[Assigned task]:
Without skipping or changing anything, print all the entries.

[Dataset extract]:
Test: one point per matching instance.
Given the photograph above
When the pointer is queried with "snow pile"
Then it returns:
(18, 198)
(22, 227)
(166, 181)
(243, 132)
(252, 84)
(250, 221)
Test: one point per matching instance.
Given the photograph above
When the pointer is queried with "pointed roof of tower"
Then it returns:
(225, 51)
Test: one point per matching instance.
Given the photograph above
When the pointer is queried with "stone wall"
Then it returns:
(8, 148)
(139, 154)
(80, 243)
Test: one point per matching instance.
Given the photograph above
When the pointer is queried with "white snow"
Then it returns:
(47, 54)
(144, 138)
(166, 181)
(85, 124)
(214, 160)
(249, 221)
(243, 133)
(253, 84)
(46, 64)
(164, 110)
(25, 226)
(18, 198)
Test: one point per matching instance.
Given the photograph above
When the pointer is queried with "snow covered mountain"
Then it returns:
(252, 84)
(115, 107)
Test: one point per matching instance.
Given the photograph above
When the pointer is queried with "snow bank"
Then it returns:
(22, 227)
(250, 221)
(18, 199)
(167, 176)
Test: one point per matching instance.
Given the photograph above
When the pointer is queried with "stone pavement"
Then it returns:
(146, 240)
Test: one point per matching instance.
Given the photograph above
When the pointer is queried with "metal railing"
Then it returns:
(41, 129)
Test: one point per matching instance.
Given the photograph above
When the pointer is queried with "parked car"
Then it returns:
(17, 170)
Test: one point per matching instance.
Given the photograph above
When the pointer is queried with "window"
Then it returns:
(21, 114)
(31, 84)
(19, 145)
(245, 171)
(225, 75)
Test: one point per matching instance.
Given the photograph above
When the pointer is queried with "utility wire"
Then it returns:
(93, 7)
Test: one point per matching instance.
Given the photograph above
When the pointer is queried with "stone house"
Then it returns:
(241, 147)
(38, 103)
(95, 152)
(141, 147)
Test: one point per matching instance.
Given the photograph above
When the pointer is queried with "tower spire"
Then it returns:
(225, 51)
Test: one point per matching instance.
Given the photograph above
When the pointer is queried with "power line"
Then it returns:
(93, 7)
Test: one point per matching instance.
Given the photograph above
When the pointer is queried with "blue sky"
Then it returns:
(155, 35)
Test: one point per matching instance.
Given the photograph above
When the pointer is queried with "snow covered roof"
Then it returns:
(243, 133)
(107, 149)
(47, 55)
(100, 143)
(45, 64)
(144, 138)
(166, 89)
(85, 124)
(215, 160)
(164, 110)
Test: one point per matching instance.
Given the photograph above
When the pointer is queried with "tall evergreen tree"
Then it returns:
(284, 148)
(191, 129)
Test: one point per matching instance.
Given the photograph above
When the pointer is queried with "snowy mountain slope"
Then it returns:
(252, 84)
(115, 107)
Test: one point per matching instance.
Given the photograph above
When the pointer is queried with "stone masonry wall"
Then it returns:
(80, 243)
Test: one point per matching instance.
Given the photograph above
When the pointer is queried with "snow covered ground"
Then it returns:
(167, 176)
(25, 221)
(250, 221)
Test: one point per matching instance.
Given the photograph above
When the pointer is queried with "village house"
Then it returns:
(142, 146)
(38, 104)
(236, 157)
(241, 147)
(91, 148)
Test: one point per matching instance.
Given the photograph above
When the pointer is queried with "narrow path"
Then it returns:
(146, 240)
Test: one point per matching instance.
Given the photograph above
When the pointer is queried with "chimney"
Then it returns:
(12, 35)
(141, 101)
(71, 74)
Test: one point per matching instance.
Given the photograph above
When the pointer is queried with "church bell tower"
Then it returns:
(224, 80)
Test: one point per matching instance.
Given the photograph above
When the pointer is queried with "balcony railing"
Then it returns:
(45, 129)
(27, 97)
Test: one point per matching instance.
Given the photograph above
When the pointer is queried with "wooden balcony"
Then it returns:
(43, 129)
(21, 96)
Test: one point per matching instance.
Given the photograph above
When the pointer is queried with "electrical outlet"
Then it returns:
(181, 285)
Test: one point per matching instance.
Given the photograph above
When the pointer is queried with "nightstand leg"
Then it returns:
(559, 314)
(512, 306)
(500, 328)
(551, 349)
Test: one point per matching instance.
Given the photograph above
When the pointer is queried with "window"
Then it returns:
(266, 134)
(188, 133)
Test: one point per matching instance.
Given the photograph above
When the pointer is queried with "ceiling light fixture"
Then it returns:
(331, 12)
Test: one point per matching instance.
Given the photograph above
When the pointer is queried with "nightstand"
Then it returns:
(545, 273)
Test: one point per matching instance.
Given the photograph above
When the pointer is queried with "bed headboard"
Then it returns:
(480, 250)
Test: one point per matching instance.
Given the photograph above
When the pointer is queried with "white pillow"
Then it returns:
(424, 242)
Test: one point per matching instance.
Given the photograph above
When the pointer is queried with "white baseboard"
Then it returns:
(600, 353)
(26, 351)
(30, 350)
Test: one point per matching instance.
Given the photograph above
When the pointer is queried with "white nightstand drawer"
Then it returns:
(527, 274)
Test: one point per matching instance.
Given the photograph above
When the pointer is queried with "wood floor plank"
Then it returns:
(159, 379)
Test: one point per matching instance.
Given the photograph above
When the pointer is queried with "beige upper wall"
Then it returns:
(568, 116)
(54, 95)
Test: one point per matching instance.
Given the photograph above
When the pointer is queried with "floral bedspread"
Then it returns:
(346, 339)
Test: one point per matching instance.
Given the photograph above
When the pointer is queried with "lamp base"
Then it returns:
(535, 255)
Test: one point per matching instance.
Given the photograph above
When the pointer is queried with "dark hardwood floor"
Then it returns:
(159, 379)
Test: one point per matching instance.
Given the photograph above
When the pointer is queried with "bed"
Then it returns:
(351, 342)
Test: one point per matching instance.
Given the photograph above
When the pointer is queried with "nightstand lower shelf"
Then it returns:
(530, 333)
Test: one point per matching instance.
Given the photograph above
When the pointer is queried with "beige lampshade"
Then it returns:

[Solution for this task]:
Test: one point per matching instance.
Given the photograph above
When the pointer is queried with "snow pile"
Then it returns:
(18, 198)
(22, 227)
(166, 181)
(243, 132)
(252, 84)
(250, 221)
Test: one point per matching instance.
Given the photograph above
When the pointer is queried with "pointed roof of tower"
Then it returns:
(225, 51)
Test: one point per matching instance.
Given the photograph above
When the pointer is queried with "stone wall"
Then it returns:
(8, 148)
(139, 154)
(80, 243)
Test: one point per matching instance.
Given the photograph above
When the pointer is queried with "white snow"
Then it returns:
(47, 54)
(144, 138)
(166, 181)
(85, 124)
(214, 160)
(249, 221)
(243, 133)
(253, 84)
(46, 64)
(164, 110)
(25, 226)
(18, 198)
Test: one point per matching instance.
Given the photograph above
When the pointer is queried with "snow covered mountain"
Then it returns:
(252, 84)
(115, 107)
Test: one point per matching instance.
Given the photograph above
When the pointer is queried with "snow bank"
Then it returns:
(22, 227)
(250, 221)
(18, 199)
(167, 176)
Test: one point per matching instance.
Given the photograph above
When the pointer is queried with "stone pavement"
Then it returns:
(146, 240)
Test: one point per matching instance.
Given the photograph above
When the pointer is queried with "metal railing"
Then it returns:
(41, 129)
Test: one point per matching instance.
Given the photograph above
When the pointer is queried with "parked car"
Then it returns:
(17, 170)
Test: one point per matching instance.
Given the photograph above
When the pointer is queried with "window"
Then it returns:
(21, 114)
(31, 84)
(19, 145)
(245, 171)
(225, 75)
Test: one point per matching instance.
Given the photograph above
When the pointer is queried with "utility wire"
Then it returns:
(93, 7)
Test: one point per matching instance.
Given the photograph above
When the pointer is queried with "stone house"
Then it returns:
(241, 147)
(38, 103)
(95, 152)
(141, 147)
Test: one point per matching instance.
Given the photograph above
When the pointer is queried with "tower spire"
Then it returns:
(225, 51)
Test: one point per matching instance.
Given the photograph above
When the pointer is queried with "power line"
Then it returns:
(93, 7)
Test: one point per matching instance.
Given the photograph above
When the pointer is queried with "blue sky"
Then it returns:
(155, 35)
Test: one point per matching instance.
Given the photograph above
When the pointer is queried with "snow covered roof"
Then it returns:
(243, 133)
(107, 149)
(47, 55)
(100, 143)
(45, 64)
(144, 138)
(166, 89)
(85, 124)
(215, 160)
(164, 110)
Test: one point per matching instance.
Given the photograph above
When the pointer is queried with "tall evergreen tree"
Then it returns:
(284, 148)
(191, 129)
Test: one point per matching instance.
Given the photograph above
When the pointer is queried with "snowy mountain slope"
Then it returns:
(252, 84)
(115, 107)
Test: one point per matching instance.
Given the photograph above
When the pointer is queried with "stone masonry wall"
Then it returns:
(80, 243)
Test: one point per matching instance.
Given the photograph above
When the pointer is queried with "snow covered ground"
Then it returns:
(167, 176)
(25, 221)
(250, 221)
Test: one point per matching instance.
Given the photograph above
When the pointer is queried with "village house"
Then it returns:
(142, 146)
(38, 104)
(236, 157)
(241, 147)
(91, 148)
Test: one point per matching instance.
Given the photograph above
When the pointer is queried with "narrow path"
Then it returns:
(146, 240)
Test: one point per matching instance.
Given the photograph above
When the pointer is queried with "chimney"
Then it returns:
(12, 35)
(141, 101)
(71, 74)
Test: one point per matching instance.
Given the photograph above
When the pointer is queried with "church bell tower"
Then it returns:
(224, 80)
Test: one point per matching instance.
Given the photograph above
When the pointer is queried with "balcony railing"
Then it returns:
(45, 129)
(27, 97)
Test: one point per matching instance.
Given the photograph above
When the pointer is queried with "wooden balcony"
Then it returns:
(43, 129)
(21, 96)
Test: one point per matching instance.
Given the photograph above
When the pointer is queried with "electrical outlet"
Then it returns:
(181, 285)
Test: one point per matching instance.
Given the photograph above
When the pointer is queried with "nightstand leg"
Then it returns:
(559, 314)
(512, 306)
(500, 328)
(551, 349)
Test: one point per matching instance.
Given the photograph above
When the pointer is queried with "window"
Then it returns:
(266, 134)
(188, 133)
Test: one point per matching instance.
Given the photograph above
When the pointer is queried with "ceiling light fixture"
Then it returns:
(331, 12)
Test: one point per matching instance.
Given the photograph above
When the pointer is queried with "nightstand"
Then it returns:
(545, 273)
Test: one point per matching instance.
Given the photograph above
When the pointer is queried with "bed headboard"
Then it returns:
(480, 250)
Test: one point per matching instance.
Given the photograph above
When the pointer is queried with "white pillow"
Then it returns:
(424, 242)
Test: one point per matching instance.
Given the photograph above
When the pointer is queried with "white baseboard"
Then it returns:
(600, 353)
(26, 351)
(30, 350)
Test: one point per matching instance.
Given the photograph above
When the pointer is queried with "white nightstand drawer"
Then it returns:
(527, 274)
Test: one point per matching instance.
Given the photograph above
When the pointer is queried with "wood floor plank"
Then it returns:
(159, 379)
Test: one point per matching instance.
Given the photograph above
When the pointer is queried with "beige upper wall"
Then it returns:
(568, 116)
(54, 95)
Test: one point per matching instance.
Given the photograph above
When the pointer is queried with "floral bedspread"
Then it returns:
(346, 339)
Test: one point per matching instance.
Given the photograph above
When the pointer is queried with "lamp base"
Then it returns:
(535, 255)
Test: one point per matching instance.
Given the photograph above
When the pointer is queried with "dark hardwood floor"
Then it returns:
(159, 379)
Test: one point per matching instance.
Given the photograph above
When the pointer is queried with "bed"
Then it returns:
(351, 342)
Test: one point per matching instance.
Given the photograph above
When the pointer is queried with "nightstand lower shelf"
Then it returns:
(530, 333)
Test: one point per matching instance.
Given the photograph above
When the pointer is queried with "beige lampshade"
Then it returns:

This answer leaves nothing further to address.